Extract each line from the rows below that contains the word "dirt". Copy every such line in full.

Stored items:
:::
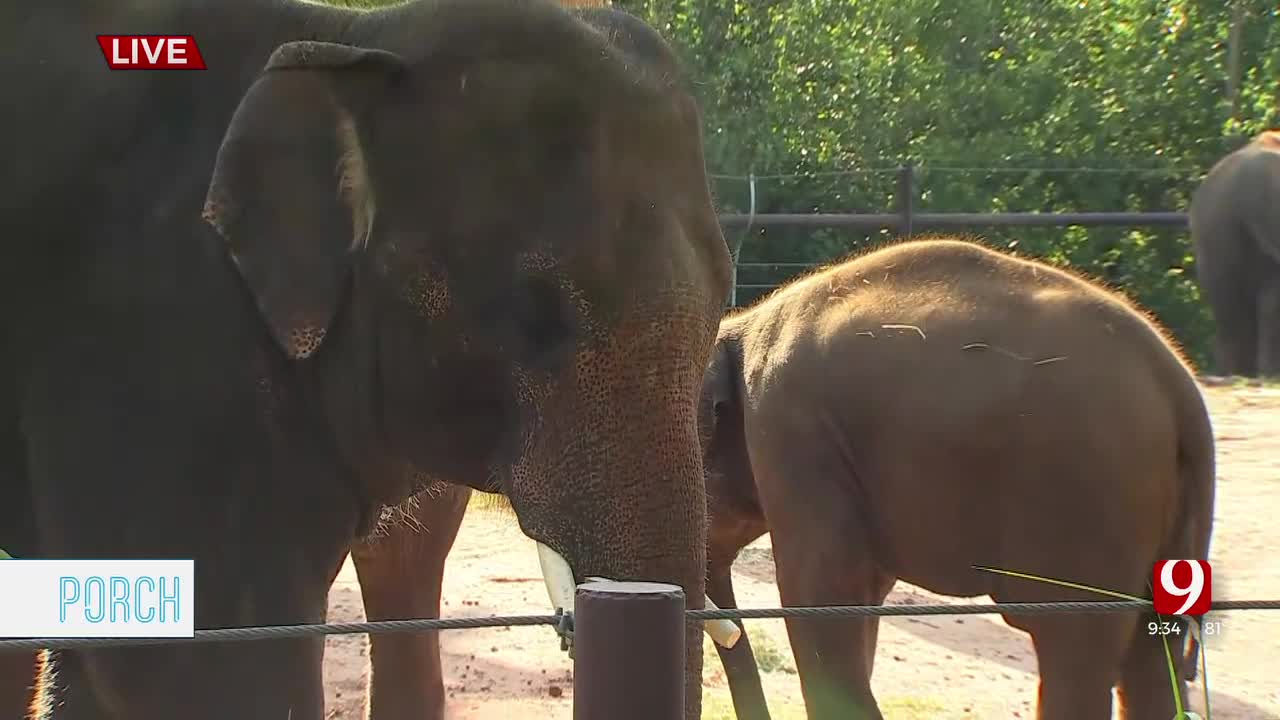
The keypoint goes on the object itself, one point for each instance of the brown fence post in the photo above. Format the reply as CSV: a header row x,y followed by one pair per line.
x,y
629,651
906,197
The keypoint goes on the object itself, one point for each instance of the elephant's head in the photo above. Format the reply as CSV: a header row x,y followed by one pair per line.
x,y
492,241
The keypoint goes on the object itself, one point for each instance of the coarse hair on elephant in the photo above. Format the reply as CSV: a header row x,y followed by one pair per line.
x,y
933,405
1235,235
364,254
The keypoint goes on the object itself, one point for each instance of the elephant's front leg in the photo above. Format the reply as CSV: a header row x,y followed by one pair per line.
x,y
744,675
17,679
821,560
400,578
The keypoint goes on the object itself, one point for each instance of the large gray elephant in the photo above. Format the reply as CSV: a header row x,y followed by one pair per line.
x,y
245,309
1235,231
935,405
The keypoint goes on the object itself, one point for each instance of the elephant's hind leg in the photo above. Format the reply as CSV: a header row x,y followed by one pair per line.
x,y
1079,662
17,679
1146,688
400,578
1269,326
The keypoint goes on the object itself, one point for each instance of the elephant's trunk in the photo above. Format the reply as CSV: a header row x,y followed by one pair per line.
x,y
561,588
612,482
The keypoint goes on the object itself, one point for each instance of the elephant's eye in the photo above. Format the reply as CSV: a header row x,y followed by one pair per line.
x,y
545,322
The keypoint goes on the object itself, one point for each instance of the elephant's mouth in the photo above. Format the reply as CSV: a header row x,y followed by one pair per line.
x,y
562,584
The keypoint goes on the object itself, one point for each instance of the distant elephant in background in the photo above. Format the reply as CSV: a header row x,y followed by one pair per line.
x,y
242,310
935,405
1235,232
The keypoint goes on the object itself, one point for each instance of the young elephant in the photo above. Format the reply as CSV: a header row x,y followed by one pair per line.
x,y
1235,228
936,405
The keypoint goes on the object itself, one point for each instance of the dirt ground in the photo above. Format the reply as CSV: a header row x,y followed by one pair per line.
x,y
973,666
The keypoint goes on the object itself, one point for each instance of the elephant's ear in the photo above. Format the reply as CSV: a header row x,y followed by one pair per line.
x,y
291,191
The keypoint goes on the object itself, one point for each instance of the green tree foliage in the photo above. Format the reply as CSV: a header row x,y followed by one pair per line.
x,y
826,92
995,101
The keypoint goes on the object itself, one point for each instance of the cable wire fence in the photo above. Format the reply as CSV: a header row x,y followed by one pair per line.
x,y
558,620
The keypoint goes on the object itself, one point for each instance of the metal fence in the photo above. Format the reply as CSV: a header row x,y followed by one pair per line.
x,y
905,220
626,639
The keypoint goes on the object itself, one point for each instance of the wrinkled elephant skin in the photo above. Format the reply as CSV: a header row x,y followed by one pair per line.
x,y
365,251
933,405
1235,233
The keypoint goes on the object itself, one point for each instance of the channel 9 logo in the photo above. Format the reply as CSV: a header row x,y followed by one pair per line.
x,y
1182,587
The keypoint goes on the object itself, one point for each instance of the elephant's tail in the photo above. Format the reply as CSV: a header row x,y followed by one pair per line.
x,y
1197,475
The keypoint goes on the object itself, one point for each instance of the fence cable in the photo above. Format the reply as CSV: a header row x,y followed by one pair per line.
x,y
557,620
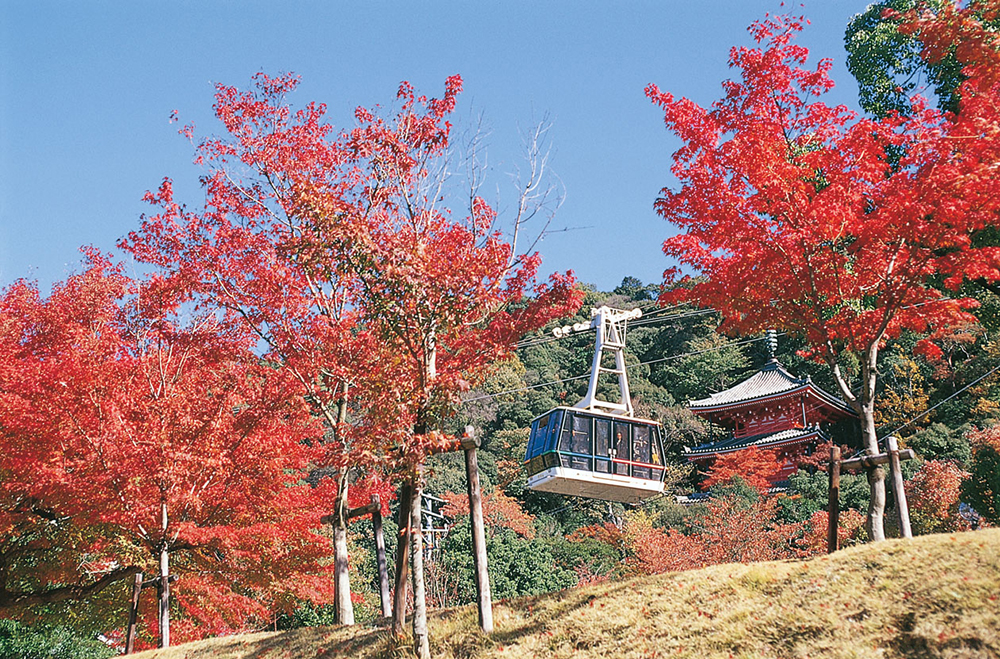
:::
→ Exercise result
The keypoint goes on the object itself, one point for each instance of the dirt ground in the photo above. Format the reply as CSV: a header row x,y followed by one pair per line.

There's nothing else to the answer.